_Strona_.

"""

Świeża ryba nad Bałtykiem to mit!
Jadąc na wakacje nad Bałtyk, poza wypoczynkiem na plaży liczymy na świeżą rybkę serwowaną przez liczne smażalnie. Tutaj jednak musimy Was rozczarować - większość z nich wcale nie jest świeża - pochodzi z zamrażarki.
Właściciele wielu nadmorskich smażalni zrobią wszystko, żeby... no właśnie, nie żeby zadowolić klienta, lecz żeby zarobić serwując ładnie wyglądające ryby. O co chodzi? W lipcu i sierpniu na Bałtyku łowi się tylko flądry i śledzie, które są naprawdę porządnych rozmiarów. Pozostałe popularne ryby - takie jak dorsz czy halibut są odławiane wcześniej i zamrażane. Po co więc przepłacać w smażalniach, jeśli dużo taniej możemy kupić je w supermarkecie i usmażyć w domu?
Problem odmrażanych ryb związany jest także z limitami połowów, które obowiązują polskich rybaków. Zdaniem przedstawiciela ze Stowarzyszenia Importerów Ryb z siedzibą w Szczecinie, około 75 proc. ryb na polskim rynku pochodzi z importu - właśnie przez wspomniane limity.

"""

_Zadania do wykonania_.
- A) Powtórz dosłownie fragment artykułu o smażalniach nad Bałtykiem, który zaczyna się od słów zawierających "Jadąc na wakacje", a kończy na "usmażyć w domu?".
- B) Jaki odsetek ryb na polskim rynku pochodzi z importu według przedstawiciela Stowarzyszenia Importerów Ryb, cytowanego w artykule o smażalniach nad Bałtykiem?
- C) Wyjaśnij na podstawie artykułu o smażalniach nad Bałtykiem, dlaczego dorsz czy halibut serwowane tam w lipcu i sierpniu nie są świeże.
Pozycje danych nie są potrzebne do wykonania zadań.

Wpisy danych
"""

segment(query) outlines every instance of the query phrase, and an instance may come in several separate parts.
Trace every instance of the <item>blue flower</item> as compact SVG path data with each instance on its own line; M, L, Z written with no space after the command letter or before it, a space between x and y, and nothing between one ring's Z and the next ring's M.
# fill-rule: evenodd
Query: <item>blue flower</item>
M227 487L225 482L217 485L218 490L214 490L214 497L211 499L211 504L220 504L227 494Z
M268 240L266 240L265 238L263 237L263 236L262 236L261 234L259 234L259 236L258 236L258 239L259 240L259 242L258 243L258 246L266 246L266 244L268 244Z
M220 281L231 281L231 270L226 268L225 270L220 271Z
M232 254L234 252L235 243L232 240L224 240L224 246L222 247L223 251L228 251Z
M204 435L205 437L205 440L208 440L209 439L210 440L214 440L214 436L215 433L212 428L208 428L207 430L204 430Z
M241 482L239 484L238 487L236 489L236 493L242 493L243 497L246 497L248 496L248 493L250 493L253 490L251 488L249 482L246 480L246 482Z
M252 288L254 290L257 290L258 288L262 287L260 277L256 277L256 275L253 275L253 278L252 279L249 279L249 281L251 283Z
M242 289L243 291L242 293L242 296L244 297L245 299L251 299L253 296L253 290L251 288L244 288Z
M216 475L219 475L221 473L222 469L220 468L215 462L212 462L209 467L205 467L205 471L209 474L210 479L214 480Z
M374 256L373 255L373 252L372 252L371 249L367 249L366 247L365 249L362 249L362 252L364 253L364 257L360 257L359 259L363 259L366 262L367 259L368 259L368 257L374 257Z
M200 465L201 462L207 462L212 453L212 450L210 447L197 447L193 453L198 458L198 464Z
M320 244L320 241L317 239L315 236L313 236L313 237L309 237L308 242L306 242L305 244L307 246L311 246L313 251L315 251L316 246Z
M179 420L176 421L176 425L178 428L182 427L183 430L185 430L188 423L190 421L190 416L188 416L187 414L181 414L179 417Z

"""

_Poprawne odpowiedzi_.
- A)
Jadąc na wakacje nad Bałtyk, poza wypoczynkiem na plaży liczymy na świeżą rybkę serwowaną przez liczne smażalnie. Tutaj jednak musimy Was rozczarować - większość z nich wcale nie jest świeża - pochodzi z zamrażarki.
Właściciele wielu nadmorskich smażalni zrobią wszystko, żeby... no właśnie, nie żeby zadowolić klienta, lecz żeby zarobić serwując ładnie wyglądające ryby. O co chodzi? W lipcu i sierpniu na Bałtyku łowi się tylko flądry i śledzie, które są naprawdę porządnych rozmiarów. Pozostałe popularne ryby - takie jak dorsz czy halibut są odławiane wcześniej i zamrażane. Po co więc przepłacać w smażalniach, jeśli dużo taniej możemy kupić je w supermarkecie i usmażyć w domu?

- B) Około 75 proc.

- C) W lipcu i sierpniu na Bałtyku łowi się tylko flądry i śledzie. Dorsz i halibut są odławiane wcześniej i zamrażane, więc latem trafiają do smażalni z zamrażarki.